» **Aufgaben**:
a) Bearbeite im Tagebuch den Abschnitt, der bei „Manchmal haben meine“ beginnt und bei „nichts anderes vor.“ endet, und gib ihn wieder. Ersetze darin „Sportkommentators“ durch „Fußballkommentators“.
b) Beantworte drei Fragen zum Tagebuch:
(i) Welche Homepage brach nach Bekanntgabe des Wahlsiegs zusammen?
(ii) Welche Zeile aus der amerikanischen Hymne wird zitiert?
(iii) Wessen Hinweis löste den Schluckauf der Gehörgänge aus?
c) Stimmen diese Aussagen mit dem Tagebuch überein? Antworte jeweils mit Ja oder Nein und den entscheidenden Worten aus dem Text.
(i) Die Homepage der kanadischen Einwanderungsbehörde brach sofort nach Bekanntgabe des Wahlsiegs zusammen.
(ii) Der Sportkommentator stammte aus Österreich.
(iii) Der Satz des Kommentators lautete: «Man sieht ihn hier zur Linken.»

» **Seite**:
═══

Im postfaktischen ZeitalterDichter Innenteil

Gottfrieds Tagebuch

10. 11.

In dem ganzen Tohuwabohu rund um den überraschenden, erschreckenden, verstörenden und was weiß ich noch Wahlsieg von Donald Trump habe ich doch glatt darauf vergessen, dass sofort nach Bekanntgabe des Selbigen die Homepage der kanadischen Einwanderungsbehörde zusammenbrach.

Ob man das jetzt lustig, traurig oder beängstigend finden soll, vermag ich nicht zu kommentieren. Aber falls die gesammelte geistige Elite den USA entflöhe, dann bliebe nur mehr das eine Prozent Superreiche, ihre Freunde vom Establishment, die allerdings laut Wahlversprechen des Herrn Trump auf Schärfste von ihm bekämpft werden (woran wir auch alle ganz fest glauben) und last but not least die zum Opfer der Globalisierung gewordene Restbevölkerung. Wie heißt es in der amerikanischen Hymne? «Home of the brave!» Schau ma amoi!

12. 11.

Manchmal haben meine Gehörgänge Schluckauf. Auslöser ist in der vorliegenden Causa wieder einmal der sofort verständliche Hinweis eines bundesdeutschen Sportkommentators, der mir und auch vielen anderen aufgrund seiner Aussage Verwirrten erklären will, wo auf der Tribüne der eine oder andere mehr oder weniger bekannte Ex-Sportler Platz gefunden hat. Der durchaus wenig hilfreiche Text lautete, wie folgt: «Man sieht ihn hier zur Rechten, auf der linken Seite.» ??? Es mag sein, dass ich mich da jetzt in einen Wirbel hineingehört habe, aber ich schwöre, dass dieser Satz so gefallen ist. Ich bin wie üblich über eine solche Banalität verwirrt, aber ich hatte ohnehin im Moment nichts anderes vor.

14. 11.

═══

(Gespeicherte Dateneinträge)

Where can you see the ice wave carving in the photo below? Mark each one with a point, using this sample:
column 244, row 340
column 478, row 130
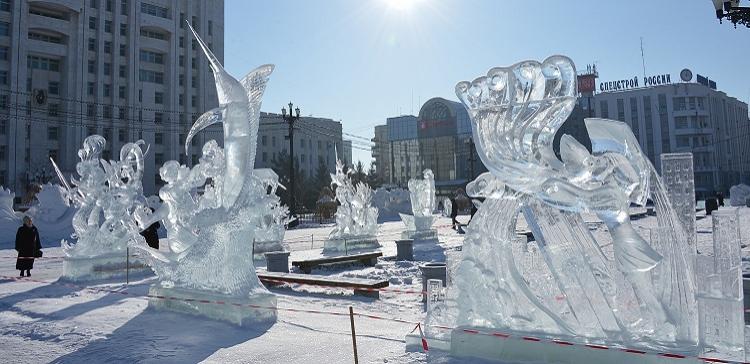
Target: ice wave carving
column 515, row 113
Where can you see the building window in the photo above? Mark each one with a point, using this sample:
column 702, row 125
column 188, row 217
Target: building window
column 152, row 76
column 45, row 38
column 43, row 63
column 153, row 34
column 154, row 10
column 152, row 57
column 53, row 110
column 53, row 87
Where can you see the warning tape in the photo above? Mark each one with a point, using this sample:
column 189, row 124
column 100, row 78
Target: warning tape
column 384, row 289
column 495, row 334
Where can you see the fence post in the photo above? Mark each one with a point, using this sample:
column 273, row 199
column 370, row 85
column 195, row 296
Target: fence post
column 127, row 265
column 354, row 335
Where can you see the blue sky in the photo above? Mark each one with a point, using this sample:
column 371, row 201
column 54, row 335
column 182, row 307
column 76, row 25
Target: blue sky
column 361, row 61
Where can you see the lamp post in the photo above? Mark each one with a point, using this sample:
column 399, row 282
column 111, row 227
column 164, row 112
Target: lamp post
column 290, row 120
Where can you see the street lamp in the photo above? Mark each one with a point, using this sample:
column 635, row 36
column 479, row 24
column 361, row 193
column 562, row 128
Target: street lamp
column 290, row 120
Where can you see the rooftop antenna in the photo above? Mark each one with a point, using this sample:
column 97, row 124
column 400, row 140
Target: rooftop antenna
column 643, row 59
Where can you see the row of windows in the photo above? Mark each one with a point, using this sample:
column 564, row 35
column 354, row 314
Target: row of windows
column 43, row 63
column 45, row 38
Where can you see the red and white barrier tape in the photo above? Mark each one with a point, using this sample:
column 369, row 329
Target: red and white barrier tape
column 499, row 335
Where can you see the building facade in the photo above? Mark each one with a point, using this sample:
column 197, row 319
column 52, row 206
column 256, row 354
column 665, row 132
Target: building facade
column 123, row 69
column 687, row 117
column 315, row 140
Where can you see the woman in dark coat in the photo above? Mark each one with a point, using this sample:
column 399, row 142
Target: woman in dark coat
column 27, row 245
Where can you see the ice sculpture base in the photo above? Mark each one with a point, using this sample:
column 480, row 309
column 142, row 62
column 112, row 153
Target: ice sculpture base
column 256, row 309
column 350, row 243
column 420, row 235
column 262, row 247
column 517, row 350
column 102, row 267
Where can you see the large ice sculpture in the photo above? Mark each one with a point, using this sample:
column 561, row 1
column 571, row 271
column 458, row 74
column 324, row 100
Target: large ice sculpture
column 356, row 220
column 105, row 194
column 419, row 225
column 634, row 294
column 391, row 202
column 210, row 236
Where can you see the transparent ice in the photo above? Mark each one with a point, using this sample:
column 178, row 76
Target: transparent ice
column 355, row 216
column 564, row 284
column 105, row 194
column 210, row 236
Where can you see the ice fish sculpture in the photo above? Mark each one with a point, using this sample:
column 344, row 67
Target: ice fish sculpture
column 630, row 295
column 210, row 236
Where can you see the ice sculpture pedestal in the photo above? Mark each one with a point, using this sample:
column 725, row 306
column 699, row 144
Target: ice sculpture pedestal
column 83, row 269
column 335, row 245
column 262, row 247
column 256, row 308
column 515, row 349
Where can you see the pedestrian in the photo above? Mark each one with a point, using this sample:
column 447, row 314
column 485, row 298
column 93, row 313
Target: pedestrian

═══

» **Lösungen**:
a)
Manchmal haben meine Gehörgänge Schluckauf. Auslöser ist in der vorliegenden Causa wieder einmal der sofort verständliche Hinweis eines bundesdeutschen Fußballkommentators, der mir und auch vielen anderen aufgrund seiner Aussage Verwirrten erklären will, wo auf der Tribüne der eine oder andere mehr oder weniger bekannte Ex-Sportler Platz gefunden hat. Der durchaus wenig hilfreiche Text lautete, wie folgt: «Man sieht ihn hier zur Rechten, auf der linken Seite.» ??? Es mag sein, dass ich mich da jetzt in einen Wirbel hineingehört habe, aber ich schwöre, dass dieser Satz so gefallen ist. Ich bin wie üblich über eine solche Banalität verwirrt, aber ich hatte ohnehin im Moment nichts anderes vor.

b)
(i) Die Homepage der kanadischen Einwanderungsbehörde.
(ii) «Home of the brave!»
(iii) Der Hinweis eines bundesdeutschen Sportkommentators.

c)
(i) Ja: „dass sofort nach Bekanntgabe des Selbigen die Homepage der kanadischen Einwanderungsbehörde zusammenbrach“
(ii) Nein: „eines bundesdeutschen Sportkommentators“
(iii) Nein: „Man sieht ihn hier zur Rechten, auf der linken Seite.“